-- Instructions for the task --
Present every line of the items below as a numbered list, omitting any blank lines.

-- Exercise inputs --
+++

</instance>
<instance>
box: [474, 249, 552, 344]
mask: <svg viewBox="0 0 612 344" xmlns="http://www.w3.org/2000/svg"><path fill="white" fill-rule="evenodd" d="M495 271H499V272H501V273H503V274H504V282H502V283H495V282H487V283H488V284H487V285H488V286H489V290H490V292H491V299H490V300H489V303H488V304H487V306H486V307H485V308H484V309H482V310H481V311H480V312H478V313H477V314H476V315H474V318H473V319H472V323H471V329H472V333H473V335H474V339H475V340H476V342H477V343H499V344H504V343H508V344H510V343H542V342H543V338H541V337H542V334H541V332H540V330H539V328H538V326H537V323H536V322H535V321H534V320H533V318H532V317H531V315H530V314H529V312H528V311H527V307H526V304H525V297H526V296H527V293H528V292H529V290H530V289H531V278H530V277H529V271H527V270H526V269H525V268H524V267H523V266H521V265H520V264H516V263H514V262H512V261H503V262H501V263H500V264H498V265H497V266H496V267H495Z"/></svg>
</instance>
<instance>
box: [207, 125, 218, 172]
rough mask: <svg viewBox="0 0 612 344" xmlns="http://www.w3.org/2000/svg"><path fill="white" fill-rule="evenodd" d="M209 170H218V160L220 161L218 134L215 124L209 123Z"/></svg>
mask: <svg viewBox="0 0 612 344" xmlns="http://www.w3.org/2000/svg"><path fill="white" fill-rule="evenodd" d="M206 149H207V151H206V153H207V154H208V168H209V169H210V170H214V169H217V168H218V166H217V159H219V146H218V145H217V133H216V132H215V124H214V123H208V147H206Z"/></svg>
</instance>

+++

-- Exercise result --
1. </instance>
2. <instance>
3. box: [474, 249, 552, 344]
4. mask: <svg viewBox="0 0 612 344" xmlns="http://www.w3.org/2000/svg"><path fill="white" fill-rule="evenodd" d="M495 271H499V272H501V273H503V274H504V282H502V283H495V282H487V283H488V284H487V285H488V286H489V290H490V292H491V299H490V300H489V303H488V304H487V306H486V307H485V308H484V309H482V310H481V311H480V312H478V313H477V314H476V315H474V318H473V319H472V323H471V329H472V333H473V335H474V339H475V340H476V342H477V343H499V344H504V343H508V344H510V343H542V342H543V338H541V337H542V334H541V332H540V330H539V328H538V326H537V323H536V322H535V321H534V320H533V318H532V317H531V315H530V314H529V312H528V311H527V307H526V304H525V297H526V296H527V293H528V292H529V290H530V289H531V278H530V277H529V271H527V270H526V269H525V268H524V267H523V266H521V265H520V264H516V263H514V262H512V261H503V262H501V263H500V264H498V265H497V266H496V267H495Z"/></svg>
5. </instance>
6. <instance>
7. box: [207, 125, 218, 172]
8. rough mask: <svg viewBox="0 0 612 344" xmlns="http://www.w3.org/2000/svg"><path fill="white" fill-rule="evenodd" d="M209 170H218V160L220 161L218 134L215 124L209 123Z"/></svg>
9. mask: <svg viewBox="0 0 612 344" xmlns="http://www.w3.org/2000/svg"><path fill="white" fill-rule="evenodd" d="M206 149H207V151H206V153H207V154H208V168H209V169H210V170H214V169H217V168H218V166H217V159H219V146H218V145H217V133H216V132H215V124H214V123H208V147H206Z"/></svg>
10. </instance>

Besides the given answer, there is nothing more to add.